_指示事項_:
1. あさま山荘事件の文章から、「3人の死亡者(警察官2、民間」で始まり「パクトを与えるに充分過ぎた。」で終わる部分を正確に引用しなさい。
2. あさま山荘事件の文章をもとに、次の問いに答えなさい。
(a) この事件による死亡者は何人で、その内訳はどうなっているか。
(b) 監禁・人質は何日間に及んだか。
(c) 生中継の平均視聴率は何%と言われているか。
3. あさま山荘事件の文章を、最後の文の後から書き進めなさい。

1 「我々は『恐怖』に支配されていた」
国家権力と戦争する前に、権力打倒に糾合(きゅうごう)し、集合する居並ぶ同志と戦争してしまった。
かくて、国家権力の殲滅(せんめつ)を標榜(ひょうぼう)する戦争は、その戦力を手ずから破壊したにも拘らず、運よく破壊から免れた僅かな手勢(てぜい)によって、彼らが「人民」と呼ぶ無数の人々の息詰まる重い視線を被浴しつつ、躬行(きゅうこう)されるに至る。
世に言う「あさま山荘事件」である。
3人の死亡者(警察官2、民間人1)と、27人の負傷者(警察官26、報道関係者1)。
この衝撃的事件が生み出した、犠牲と被害を蒙った人々の数字である。
河合楽器製作所所有の軽井沢保養所・浅間山荘を舞台にし、管理人の妻を人質にして立て籠った事件は、10日間に及ぶ日本最長記録の監禁・人質が生中継で放送されたことで、平均50.8%の視聴率を記録したと言われるほど、多くの国民にインパクトを与えるに充分過ぎた。

_データ抜粋_:
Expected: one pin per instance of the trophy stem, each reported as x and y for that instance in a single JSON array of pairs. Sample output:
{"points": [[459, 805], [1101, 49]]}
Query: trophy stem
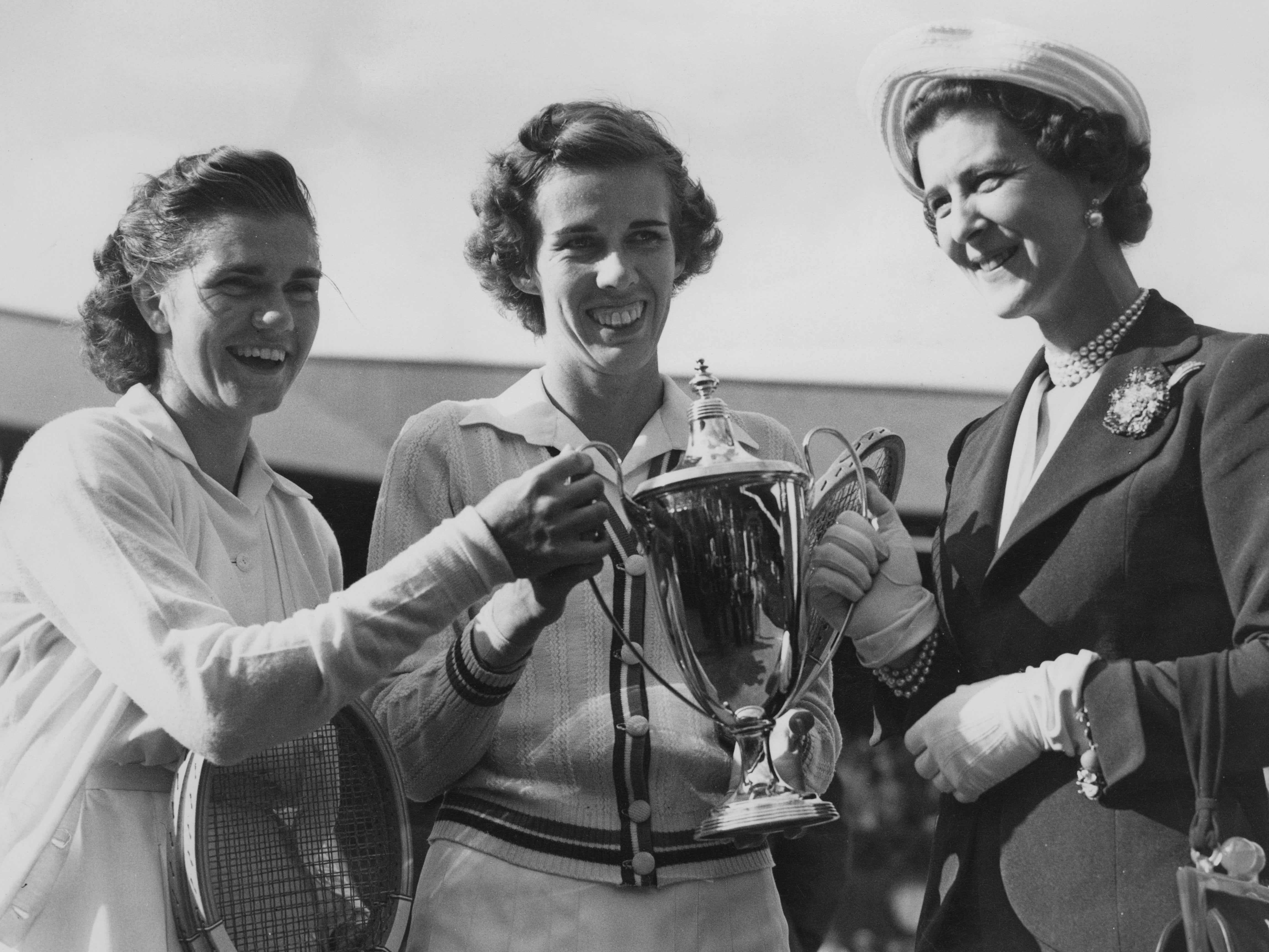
{"points": [[762, 803]]}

_最終解答_:
1.
3人の死亡者(警察官2、民間人1)と、27人の負傷者(警察官26、報道関係者1)。
この衝撃的事件が生み出した、犠牲と被害を蒙った人々の数字である。
河合楽器製作所所有の軽井沢保養所・浅間山荘を舞台にし、管理人の妻を人質にして立て籠った事件は、10日間に及ぶ日本最長記録の監禁・人質が生中継で放送されたことで、平均50.8%の視聴率を記録したと言われるほど、多くの国民にインパクトを与えるに充分過ぎた。

2.
(a) 3人(警察官2人、民間人1人)
(b) 10日間
(c) 50.8%

3.
1972年2月のことだった。
事件を起こした極左組織の残党は5人。
その名は、坂口弘、坂東國男、吉野雅邦(まさくに)、加藤倫教(みちのり/19歳)、加藤の弟(16歳)。
後二者は未成年だったので、当時、「少年A」と呼称。(因みに、改正少年法によって、2022年4月から「特定少年」と明記され、実名報道が可能になる)
ここに、一冊の本がある。
著書の名は、「連合赤軍少年A」。その副題は、「我々は『恐怖』に支配されていた」。
その著者の名は、当時19歳だった「少年A」の兄・加藤倫教である。
刑務所の中で転向し、出所後は自民党の党員となり、現在、農業を営んでいる加藤倫教は、周知のように、「総括」という名で、長兄を山岳ベースで殺害されるに至った、加藤3兄弟の二男に当たる人物でもある。
本稿では、その著書の中から、「あさま山荘」での「殲滅戦」に関わる記述を引用する。
十日目の二月二十八日のこと。
事件の最終日に関わる以下の記述が、そこに闘争気分が萎えていく思いを乗せて、生々しく再現されていた。
「下に降りてくると、途端にガタガタと体が震えだした。それまで警察の攻撃に応戦する緊張感で気がつかなかったが、体中びしょ濡れだった。外気の温度は零下十数度と報道は伝えていた。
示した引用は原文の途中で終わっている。